*** Opening PASSAGE FOR REVIEW ***

Nutrition News South Africa

Digging up the healthy dirt on protein power

As a nutritional therapist, I am keenly aware of the serious scientific and biochemical problems of veganism and vegetarianism. Vegetarianism is not a "one-sizefits-all", and there are various types:

  • Vegans: Eat only plant-based foods, excluding animal flesh, animal products (dairy, eggs, honey) and animal by-products like gelatin and beeswax.
  • Lacto vegetarians: Eat plantbased foods, dairy products but exclude meats, fish, fowl and eggs.
  • Ovo vegetarians: Eat plantbased foods, include eggs but exclude meats, fish, fowl and dairy products.
  • Lacto-ovo vegetarians: Include dairy products, eggs and plantbased foods but eliminate meat, fish and fowl.

Of course vegetables are very good for you, and you should include them in your diet. But what is primarily lacking in a vegetarian diet excluding animal flesh is one of the most important compounds needed for health and vitality - protein.

*** Closing PASSAGE FOR REVIEW ***
*** Opening EXTRACTED INFORMATION ***

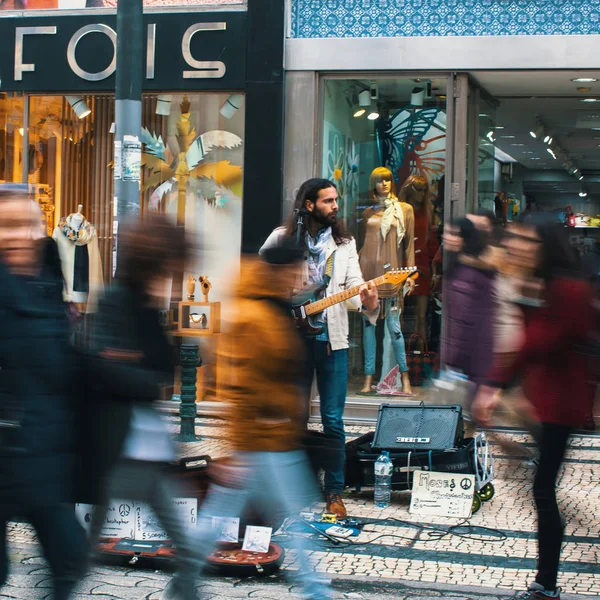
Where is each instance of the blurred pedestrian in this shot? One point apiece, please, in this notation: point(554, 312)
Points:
point(38, 380)
point(468, 336)
point(261, 369)
point(131, 358)
point(558, 313)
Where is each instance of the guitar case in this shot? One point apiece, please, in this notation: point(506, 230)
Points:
point(194, 475)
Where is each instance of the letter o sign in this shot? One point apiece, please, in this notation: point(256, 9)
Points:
point(72, 47)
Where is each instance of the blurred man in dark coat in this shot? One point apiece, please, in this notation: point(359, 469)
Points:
point(38, 455)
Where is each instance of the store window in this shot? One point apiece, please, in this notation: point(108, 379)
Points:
point(395, 125)
point(79, 4)
point(193, 167)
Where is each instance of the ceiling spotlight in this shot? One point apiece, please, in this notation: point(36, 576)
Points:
point(537, 131)
point(163, 105)
point(79, 105)
point(364, 98)
point(374, 114)
point(232, 105)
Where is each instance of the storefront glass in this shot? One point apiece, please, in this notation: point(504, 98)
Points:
point(399, 124)
point(193, 163)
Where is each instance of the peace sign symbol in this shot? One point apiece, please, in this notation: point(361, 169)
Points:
point(466, 484)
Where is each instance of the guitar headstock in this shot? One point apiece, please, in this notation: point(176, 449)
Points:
point(399, 276)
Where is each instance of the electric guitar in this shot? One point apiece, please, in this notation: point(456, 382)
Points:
point(305, 303)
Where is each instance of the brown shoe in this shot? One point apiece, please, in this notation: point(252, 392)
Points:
point(335, 505)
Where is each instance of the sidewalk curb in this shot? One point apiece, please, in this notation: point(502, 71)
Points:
point(439, 587)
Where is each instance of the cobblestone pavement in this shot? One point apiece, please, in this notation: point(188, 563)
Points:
point(396, 550)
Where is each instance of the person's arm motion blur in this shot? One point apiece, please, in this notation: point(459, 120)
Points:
point(367, 302)
point(116, 361)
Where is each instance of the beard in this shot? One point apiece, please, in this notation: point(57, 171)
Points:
point(323, 219)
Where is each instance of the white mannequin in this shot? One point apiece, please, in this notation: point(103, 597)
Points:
point(77, 218)
point(86, 235)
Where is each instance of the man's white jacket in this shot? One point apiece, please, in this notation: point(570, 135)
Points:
point(346, 274)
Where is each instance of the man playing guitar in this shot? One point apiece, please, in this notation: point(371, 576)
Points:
point(331, 263)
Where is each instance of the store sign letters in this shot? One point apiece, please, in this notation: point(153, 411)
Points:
point(198, 69)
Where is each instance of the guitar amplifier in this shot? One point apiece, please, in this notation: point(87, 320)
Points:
point(418, 428)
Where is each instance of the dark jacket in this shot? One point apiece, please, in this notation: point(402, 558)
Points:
point(38, 384)
point(131, 357)
point(468, 341)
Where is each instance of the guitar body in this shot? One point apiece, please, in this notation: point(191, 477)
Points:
point(304, 322)
point(306, 303)
point(300, 301)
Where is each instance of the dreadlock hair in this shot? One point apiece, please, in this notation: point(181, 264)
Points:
point(309, 191)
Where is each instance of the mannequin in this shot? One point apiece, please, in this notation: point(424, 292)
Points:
point(415, 192)
point(388, 244)
point(77, 243)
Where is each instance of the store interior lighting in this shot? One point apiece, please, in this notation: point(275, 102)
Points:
point(537, 131)
point(79, 105)
point(163, 105)
point(232, 105)
point(373, 113)
point(417, 97)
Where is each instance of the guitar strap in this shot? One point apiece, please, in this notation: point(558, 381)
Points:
point(329, 268)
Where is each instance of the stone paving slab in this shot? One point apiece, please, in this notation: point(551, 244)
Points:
point(478, 558)
point(30, 580)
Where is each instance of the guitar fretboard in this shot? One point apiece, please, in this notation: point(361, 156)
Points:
point(321, 305)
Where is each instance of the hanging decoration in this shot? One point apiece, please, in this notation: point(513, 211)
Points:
point(413, 142)
point(171, 169)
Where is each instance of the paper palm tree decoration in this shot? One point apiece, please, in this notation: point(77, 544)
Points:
point(171, 169)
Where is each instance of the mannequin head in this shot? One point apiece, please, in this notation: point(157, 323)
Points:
point(415, 192)
point(382, 183)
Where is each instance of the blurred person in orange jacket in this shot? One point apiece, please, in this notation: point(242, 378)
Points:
point(261, 367)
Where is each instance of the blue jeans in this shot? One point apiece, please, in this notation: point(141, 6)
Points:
point(274, 481)
point(331, 368)
point(392, 322)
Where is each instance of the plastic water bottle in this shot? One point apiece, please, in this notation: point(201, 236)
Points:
point(383, 480)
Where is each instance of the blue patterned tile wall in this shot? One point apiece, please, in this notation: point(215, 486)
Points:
point(393, 18)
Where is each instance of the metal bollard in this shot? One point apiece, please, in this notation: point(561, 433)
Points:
point(189, 358)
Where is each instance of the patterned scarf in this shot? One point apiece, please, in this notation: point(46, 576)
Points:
point(317, 249)
point(82, 236)
point(392, 209)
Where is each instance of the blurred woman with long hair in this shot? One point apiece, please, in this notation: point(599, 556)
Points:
point(131, 359)
point(557, 307)
point(415, 191)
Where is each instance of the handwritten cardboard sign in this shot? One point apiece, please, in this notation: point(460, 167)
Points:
point(442, 494)
point(127, 519)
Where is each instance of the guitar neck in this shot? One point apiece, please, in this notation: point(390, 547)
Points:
point(321, 305)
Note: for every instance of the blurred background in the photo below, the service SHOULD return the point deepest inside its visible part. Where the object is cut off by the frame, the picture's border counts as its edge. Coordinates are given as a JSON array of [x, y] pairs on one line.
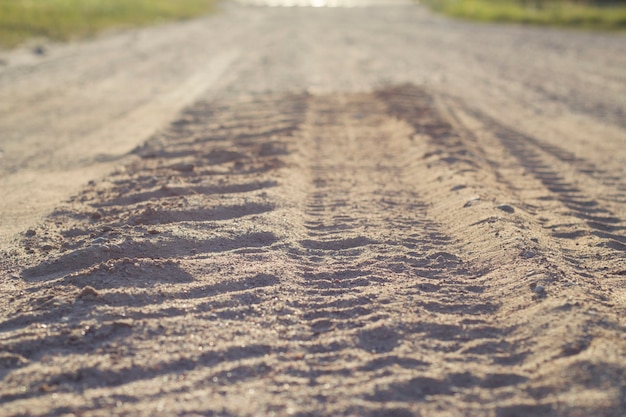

*** Closing EXTRACTED INFORMATION ***

According to the article on protein power, which foods do lacto-ovo vegetarians eliminate?

Meat, fish and fowl.